● THE PROBLEM
Tally the lines in the entries below that contain the word "chest", and reply with the count alone.

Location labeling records

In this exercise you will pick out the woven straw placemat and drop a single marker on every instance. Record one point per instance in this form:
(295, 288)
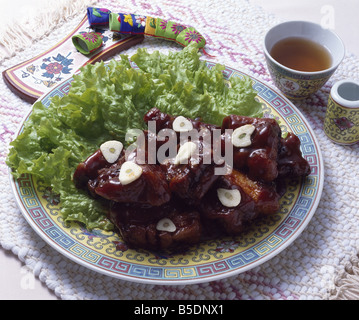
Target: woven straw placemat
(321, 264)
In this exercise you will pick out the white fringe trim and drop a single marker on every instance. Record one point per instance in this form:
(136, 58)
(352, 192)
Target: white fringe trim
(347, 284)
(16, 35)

==

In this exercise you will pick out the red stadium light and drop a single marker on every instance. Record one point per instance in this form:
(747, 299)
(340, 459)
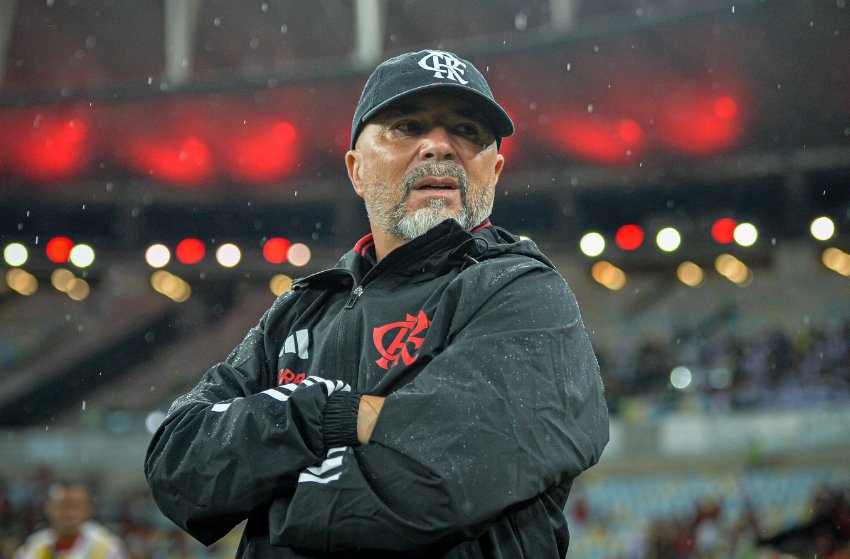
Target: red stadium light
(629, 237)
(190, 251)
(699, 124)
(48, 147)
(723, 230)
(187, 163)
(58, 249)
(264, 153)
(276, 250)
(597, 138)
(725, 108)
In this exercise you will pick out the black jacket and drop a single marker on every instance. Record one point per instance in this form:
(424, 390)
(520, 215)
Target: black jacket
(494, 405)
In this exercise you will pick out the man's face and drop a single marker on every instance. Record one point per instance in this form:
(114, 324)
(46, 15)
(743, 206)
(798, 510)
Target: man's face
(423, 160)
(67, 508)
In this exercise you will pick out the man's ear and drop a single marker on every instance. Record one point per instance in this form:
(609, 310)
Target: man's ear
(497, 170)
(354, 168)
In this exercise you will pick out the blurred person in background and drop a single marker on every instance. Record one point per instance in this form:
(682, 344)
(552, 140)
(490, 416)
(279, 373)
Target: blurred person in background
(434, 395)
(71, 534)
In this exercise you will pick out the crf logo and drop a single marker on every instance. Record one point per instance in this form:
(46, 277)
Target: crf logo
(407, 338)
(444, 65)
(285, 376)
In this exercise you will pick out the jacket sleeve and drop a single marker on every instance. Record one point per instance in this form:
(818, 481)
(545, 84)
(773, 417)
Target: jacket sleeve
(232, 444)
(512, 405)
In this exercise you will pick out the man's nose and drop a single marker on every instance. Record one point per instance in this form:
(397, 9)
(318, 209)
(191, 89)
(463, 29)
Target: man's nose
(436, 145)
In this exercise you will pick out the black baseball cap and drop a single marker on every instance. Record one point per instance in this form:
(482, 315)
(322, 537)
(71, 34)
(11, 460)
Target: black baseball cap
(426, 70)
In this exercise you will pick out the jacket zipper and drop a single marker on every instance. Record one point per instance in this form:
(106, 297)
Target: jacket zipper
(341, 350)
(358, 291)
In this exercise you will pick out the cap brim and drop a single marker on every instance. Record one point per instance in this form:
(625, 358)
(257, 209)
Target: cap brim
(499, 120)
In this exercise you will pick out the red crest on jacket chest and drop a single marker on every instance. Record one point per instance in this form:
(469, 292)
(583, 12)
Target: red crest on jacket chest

--

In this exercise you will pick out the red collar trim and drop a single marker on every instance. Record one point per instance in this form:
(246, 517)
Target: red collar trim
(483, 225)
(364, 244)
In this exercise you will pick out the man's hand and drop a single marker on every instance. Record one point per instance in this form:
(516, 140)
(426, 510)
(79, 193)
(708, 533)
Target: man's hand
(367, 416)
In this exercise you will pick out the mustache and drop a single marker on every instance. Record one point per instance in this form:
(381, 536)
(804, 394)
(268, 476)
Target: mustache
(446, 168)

● RESULT BELOW
2